==== Exercise materials ====
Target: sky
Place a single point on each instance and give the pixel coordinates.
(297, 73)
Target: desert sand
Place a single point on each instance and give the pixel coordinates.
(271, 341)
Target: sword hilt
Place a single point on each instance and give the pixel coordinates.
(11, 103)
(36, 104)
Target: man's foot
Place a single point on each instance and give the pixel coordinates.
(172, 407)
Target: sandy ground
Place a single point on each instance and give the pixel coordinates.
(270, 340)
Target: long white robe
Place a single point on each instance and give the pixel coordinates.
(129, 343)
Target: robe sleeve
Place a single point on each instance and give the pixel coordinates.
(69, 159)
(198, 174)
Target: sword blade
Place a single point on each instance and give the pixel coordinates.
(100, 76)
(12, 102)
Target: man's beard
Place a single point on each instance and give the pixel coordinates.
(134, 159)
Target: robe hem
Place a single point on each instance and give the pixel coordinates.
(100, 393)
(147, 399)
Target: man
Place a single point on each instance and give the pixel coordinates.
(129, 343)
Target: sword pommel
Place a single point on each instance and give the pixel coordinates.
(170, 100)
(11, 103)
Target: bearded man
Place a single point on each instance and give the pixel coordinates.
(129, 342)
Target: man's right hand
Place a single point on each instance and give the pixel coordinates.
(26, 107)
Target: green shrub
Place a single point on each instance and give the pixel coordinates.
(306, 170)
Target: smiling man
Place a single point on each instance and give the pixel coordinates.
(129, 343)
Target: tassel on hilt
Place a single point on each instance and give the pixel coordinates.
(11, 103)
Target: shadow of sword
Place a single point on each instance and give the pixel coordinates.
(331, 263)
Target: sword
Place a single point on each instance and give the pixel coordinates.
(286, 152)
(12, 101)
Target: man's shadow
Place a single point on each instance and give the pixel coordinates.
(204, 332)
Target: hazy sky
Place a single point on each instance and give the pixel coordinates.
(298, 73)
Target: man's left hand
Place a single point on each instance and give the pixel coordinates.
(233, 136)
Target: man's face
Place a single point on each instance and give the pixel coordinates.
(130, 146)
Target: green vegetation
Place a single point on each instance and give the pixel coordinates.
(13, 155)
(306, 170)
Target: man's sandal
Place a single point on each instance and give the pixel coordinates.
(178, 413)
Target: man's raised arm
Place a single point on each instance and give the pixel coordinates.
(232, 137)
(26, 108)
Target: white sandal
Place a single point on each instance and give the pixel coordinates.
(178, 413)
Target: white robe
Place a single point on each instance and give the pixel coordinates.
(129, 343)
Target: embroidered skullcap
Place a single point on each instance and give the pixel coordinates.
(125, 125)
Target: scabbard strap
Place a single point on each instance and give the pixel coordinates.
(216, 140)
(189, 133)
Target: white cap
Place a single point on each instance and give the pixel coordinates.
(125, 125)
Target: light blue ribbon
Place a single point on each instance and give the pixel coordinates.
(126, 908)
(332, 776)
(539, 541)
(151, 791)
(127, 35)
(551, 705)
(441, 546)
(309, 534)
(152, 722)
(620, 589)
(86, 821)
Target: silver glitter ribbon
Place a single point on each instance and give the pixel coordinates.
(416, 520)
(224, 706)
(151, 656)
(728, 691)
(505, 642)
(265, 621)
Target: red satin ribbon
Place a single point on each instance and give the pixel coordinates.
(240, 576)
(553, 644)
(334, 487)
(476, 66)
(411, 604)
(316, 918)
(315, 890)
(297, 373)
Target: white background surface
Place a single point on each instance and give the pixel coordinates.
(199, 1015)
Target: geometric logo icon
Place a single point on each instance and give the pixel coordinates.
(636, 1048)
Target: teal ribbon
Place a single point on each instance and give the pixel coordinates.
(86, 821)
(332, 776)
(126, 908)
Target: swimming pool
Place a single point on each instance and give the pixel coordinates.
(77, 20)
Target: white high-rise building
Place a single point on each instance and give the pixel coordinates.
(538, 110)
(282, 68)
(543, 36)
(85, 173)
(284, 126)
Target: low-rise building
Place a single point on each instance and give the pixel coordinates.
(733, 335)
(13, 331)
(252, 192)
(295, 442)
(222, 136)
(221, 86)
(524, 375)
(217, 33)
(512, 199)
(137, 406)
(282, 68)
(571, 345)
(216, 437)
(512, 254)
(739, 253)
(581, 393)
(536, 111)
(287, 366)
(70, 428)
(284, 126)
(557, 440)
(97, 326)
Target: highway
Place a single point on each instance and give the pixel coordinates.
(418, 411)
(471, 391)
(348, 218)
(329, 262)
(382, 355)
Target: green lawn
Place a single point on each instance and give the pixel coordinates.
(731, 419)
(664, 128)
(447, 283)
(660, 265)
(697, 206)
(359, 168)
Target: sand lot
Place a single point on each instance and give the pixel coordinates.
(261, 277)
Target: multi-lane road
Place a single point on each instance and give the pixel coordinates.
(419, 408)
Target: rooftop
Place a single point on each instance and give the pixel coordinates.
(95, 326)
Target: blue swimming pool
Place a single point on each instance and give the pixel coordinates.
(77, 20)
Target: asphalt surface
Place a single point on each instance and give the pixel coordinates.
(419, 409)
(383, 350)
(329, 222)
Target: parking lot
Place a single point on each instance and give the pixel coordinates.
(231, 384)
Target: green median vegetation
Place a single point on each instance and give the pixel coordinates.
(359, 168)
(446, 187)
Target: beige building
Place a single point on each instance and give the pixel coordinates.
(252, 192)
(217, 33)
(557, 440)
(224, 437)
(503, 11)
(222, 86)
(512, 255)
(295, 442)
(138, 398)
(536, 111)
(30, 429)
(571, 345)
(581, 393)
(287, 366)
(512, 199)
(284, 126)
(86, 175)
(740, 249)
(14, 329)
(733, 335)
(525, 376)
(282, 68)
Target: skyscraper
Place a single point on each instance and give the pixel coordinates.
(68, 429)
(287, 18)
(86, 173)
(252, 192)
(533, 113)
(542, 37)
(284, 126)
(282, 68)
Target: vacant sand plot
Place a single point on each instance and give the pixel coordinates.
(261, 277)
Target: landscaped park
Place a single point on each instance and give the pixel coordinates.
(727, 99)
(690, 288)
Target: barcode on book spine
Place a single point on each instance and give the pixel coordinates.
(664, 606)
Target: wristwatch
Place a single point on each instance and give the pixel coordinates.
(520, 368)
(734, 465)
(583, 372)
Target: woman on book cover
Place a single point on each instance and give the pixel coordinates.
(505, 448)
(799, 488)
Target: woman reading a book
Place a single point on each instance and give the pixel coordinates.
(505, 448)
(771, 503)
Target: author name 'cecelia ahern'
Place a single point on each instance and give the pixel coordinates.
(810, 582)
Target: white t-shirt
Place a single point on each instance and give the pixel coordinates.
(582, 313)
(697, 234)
====
__The exercise__: Your task is to give the records above again, exactly.

__Complete answer__:
Target: sky
Place a single point on each instance and give the pixel coordinates.
(297, 73)
Target: desert sand
Place a single point on each instance and give the pixel coordinates.
(271, 341)
Target: sword hilt
Place a single point on each instance and give the pixel coordinates.
(11, 103)
(36, 104)
Target: man's foot
Place a single point on each instance and give the pixel coordinates.
(172, 407)
Target: sandy ground
Place a single point on each instance and give the pixel coordinates.
(270, 340)
Target: long white robe
Place a single point on each instance and give the pixel coordinates.
(129, 343)
Target: robe sleeve
Place a single point on each instance and give the pixel coordinates.
(69, 159)
(198, 174)
Target: sword blade
Place a single point on each instance and give the pixel coordinates.
(100, 76)
(12, 102)
Target: man's beard
Place a single point on each instance and give the pixel coordinates.
(134, 159)
Target: robe hem
Place a single point on each instance and give the pixel coordinates.
(100, 393)
(147, 399)
Target: man
Place a single point on each instance and give the pixel coordinates.
(129, 343)
Target: sword pommel
Place a single point on each instance and give the pixel coordinates.
(170, 100)
(11, 103)
Target: bearded man
Place a single point on each instance and give the pixel coordinates.
(129, 342)
Target: man's right hand
Place a single point on each instance and give the pixel coordinates.
(26, 107)
Target: green shrub
Place a single point on each instance and give the pixel coordinates.
(306, 170)
Target: smiling man
Place a single point on each instance and give the pixel coordinates.
(129, 343)
Target: tassel on hilt
Place a single point on each instance and give the pixel coordinates.
(11, 103)
Target: shadow of sword
Place a single point on each instance and give the pixel coordinates.
(331, 263)
Target: sword
Place a single point on each instance and give the pixel coordinates.
(286, 152)
(12, 101)
Target: man's shadow
Place a single point on each instance and give the pixel coordinates.
(204, 332)
Target: hazy sky
Place a single point on each instance and give the pixel coordinates.
(298, 73)
Target: man's left hand
Place a single point on each instance and give the pixel coordinates.
(233, 136)
Target: man's face
Place a single point on each instance and give the pixel coordinates.
(130, 146)
Target: green vegetation
Place a single point on each instance and give the pixel coordinates.
(13, 155)
(306, 170)
Target: man's sandal
Place a single point on each instance and give the pixel coordinates.
(178, 413)
Target: man's raised arm
Place a single point on each instance and give the pixel coordinates.
(232, 137)
(26, 108)
Target: white sandal
Place a single point on each instance and give the pixel coordinates.
(178, 413)
Target: white robe
Place a single point on each instance and give the pixel coordinates.
(129, 343)
Target: embroidered skullcap
Place a single point on each instance and give the pixel coordinates.
(125, 125)
Target: scabbard strap
Place a single point on each instance and give the pixel coordinates.
(216, 140)
(189, 133)
Target: white cap
Place a single point on each instance and give the pixel coordinates.
(125, 125)
Target: light blue ribbon
Place a single point on each instance and give the pixel coordinates.
(126, 908)
(332, 776)
(539, 541)
(151, 791)
(127, 35)
(551, 705)
(441, 546)
(309, 534)
(152, 722)
(620, 589)
(86, 821)
Target: silver glitter ribbon
Place a single point on each instance and give the pixel coordinates.
(416, 520)
(224, 706)
(151, 656)
(728, 691)
(505, 642)
(265, 621)
Target: red satin ribbon
Place a single point on each instance and give the pixel coordinates.
(240, 576)
(553, 644)
(334, 487)
(476, 66)
(411, 604)
(316, 918)
(315, 890)
(297, 373)
Target: white background surface
Place a single point on each instance and give the pixel coordinates.
(199, 1015)
Target: geometric logo icon
Place a single point on each instance and give the pixel coordinates.
(636, 1048)
Target: teal ribbon
Place a single point on each instance and give the pixel coordinates.
(86, 821)
(332, 776)
(126, 908)
Target: swimming pool
Place a single point on each instance and give the pixel coordinates.
(77, 20)
Target: white high-rise building
Place a single point on each instance and give the pixel coordinates.
(538, 110)
(282, 68)
(543, 36)
(85, 173)
(284, 126)
Target: low-rise building
Place a single point on each instance and give the pixel coordinates.
(733, 335)
(13, 331)
(252, 192)
(295, 442)
(222, 136)
(221, 86)
(524, 375)
(217, 33)
(512, 199)
(137, 406)
(282, 68)
(571, 345)
(216, 437)
(512, 254)
(739, 253)
(581, 393)
(536, 111)
(287, 366)
(70, 428)
(284, 126)
(557, 440)
(97, 326)
Target: highway
Place a single point on each instance and give the pixel coordinates.
(418, 411)
(471, 391)
(348, 218)
(329, 262)
(382, 355)
Target: green lawn
Place a single point on each instance and give the pixel coordinates.
(731, 419)
(664, 128)
(447, 283)
(660, 265)
(697, 206)
(359, 168)
Target: sand lot
Place a single point on each instance and give the pixel coordinates.
(261, 277)
Target: multi-lane road
Place a single point on each instance and give the pixel coordinates.
(419, 408)
Target: rooftop
Place a single point on each instance and give the pixel coordinates.
(95, 326)
Target: blue swimming pool
Place a single point on each instance and give the pixel coordinates.
(77, 20)
Target: asphalt surface
Place a single point on each instance and give the pixel coordinates.
(419, 409)
(383, 350)
(329, 222)
Target: parking lot
Place a single point on each instance and give the pixel coordinates.
(231, 384)
Target: green median vegetation
Place a single point on each instance and give the pixel coordinates.
(359, 168)
(446, 187)
Target: beige building
Place a single point on each instance and give the pixel coordinates.
(252, 192)
(217, 33)
(557, 440)
(224, 437)
(503, 11)
(222, 86)
(512, 255)
(295, 442)
(138, 398)
(536, 111)
(30, 429)
(571, 345)
(581, 393)
(287, 366)
(512, 199)
(284, 126)
(86, 175)
(740, 249)
(14, 329)
(733, 335)
(525, 376)
(282, 68)
Target: skyscraper
Place a single point on each instance and give the pixel coordinates.
(68, 429)
(287, 18)
(86, 173)
(252, 192)
(533, 113)
(542, 37)
(284, 126)
(282, 68)
Target: vacant sand plot
Place a single point on each instance and give the pixel coordinates.
(261, 277)
Target: landscaped park
Place a single point on each instance and give the pixel coordinates.
(727, 99)
(690, 288)
Target: barcode on book spine
Place a single point on each instance and give the pixel coordinates.
(664, 606)
Target: wristwatch
Place a single point on each instance and give the pixel coordinates.
(520, 368)
(734, 465)
(583, 372)
Target: woman on book cover
Place a single point on each instance and give the pixel coordinates.
(505, 448)
(799, 488)
Target: woman reading a book
Place a single point on each instance and give the pixel coordinates.
(505, 448)
(771, 503)
Target: author name 'cecelia ahern'
Place a single point on each instance and give the pixel coordinates.
(810, 582)
Target: white t-shirt
Place a single point on each instance and give the pixel coordinates.
(582, 313)
(697, 234)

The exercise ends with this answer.